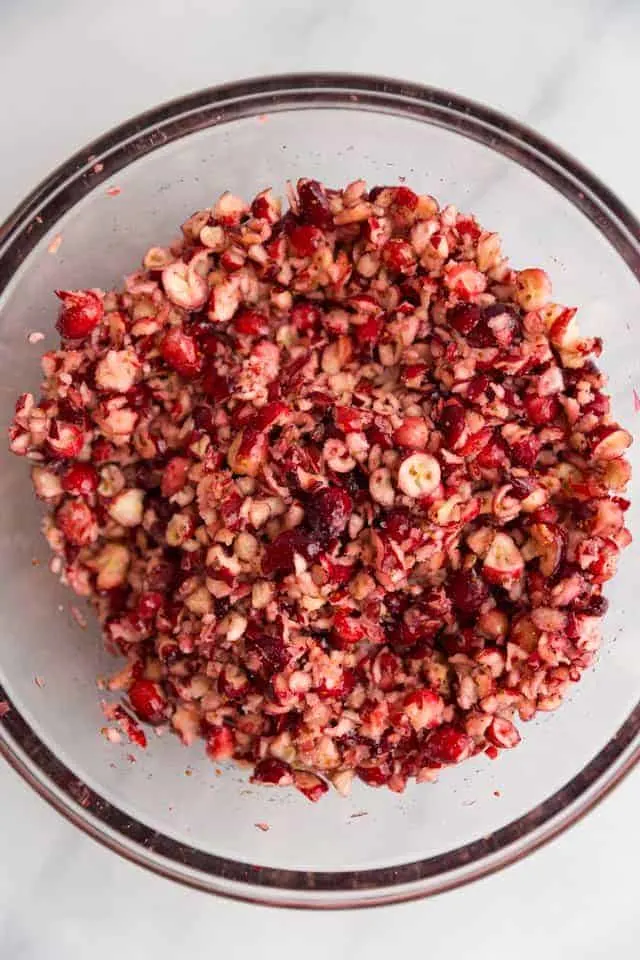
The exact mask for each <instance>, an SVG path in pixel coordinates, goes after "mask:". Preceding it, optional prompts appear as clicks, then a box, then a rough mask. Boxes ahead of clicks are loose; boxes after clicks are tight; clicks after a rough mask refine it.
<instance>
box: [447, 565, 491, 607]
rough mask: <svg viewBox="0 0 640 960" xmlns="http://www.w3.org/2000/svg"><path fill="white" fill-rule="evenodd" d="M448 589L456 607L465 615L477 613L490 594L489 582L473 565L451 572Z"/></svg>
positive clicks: (455, 570) (452, 601)
mask: <svg viewBox="0 0 640 960" xmlns="http://www.w3.org/2000/svg"><path fill="white" fill-rule="evenodd" d="M447 590H448V592H449V596H450V597H451V602H452V603H453V606H454V608H455V609H456V610H459V611H460V612H461V613H463V614H465V615H469V614H473V613H476V612H477V611H478V610H479V609H480V607H481V606H482V604H483V603H484V601H485V600H486V599H487V597H488V596H489V588H488V587H487V584H486V583H485V581H484V580H483V579H482V577H480V576H479V575H478V574H477V573H476V571H475V569H474V568H473V567H471V569H469V570H455V571H454V572H453V573H452V574H450V576H449V580H448V582H447Z"/></svg>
##############################
● WHAT TO DO: Starting at the beginning of the material and ending at the line containing "positive clicks: (455, 570) (452, 601)", rewrite those lines with each "rough mask" replaced by "coarse mask" and everything else unchanged. Leave the picture out of your answer.

● OUTPUT FOR THIS TASK:
The exact mask for each <instance>, an SVG path in pixel coordinates, goes after "mask:". Preceding it, optional prompts appear as clicks, then a box, then a coarse mask. Boxes ahead of clicks are loose; boxes after clicks are tight; clicks after a coarse mask refine it.
<instance>
box: [447, 565, 491, 607]
coarse mask: <svg viewBox="0 0 640 960" xmlns="http://www.w3.org/2000/svg"><path fill="white" fill-rule="evenodd" d="M448 589L456 607L465 615L477 613L490 594L489 582L473 565L451 572Z"/></svg>
positive clicks: (455, 570) (452, 601)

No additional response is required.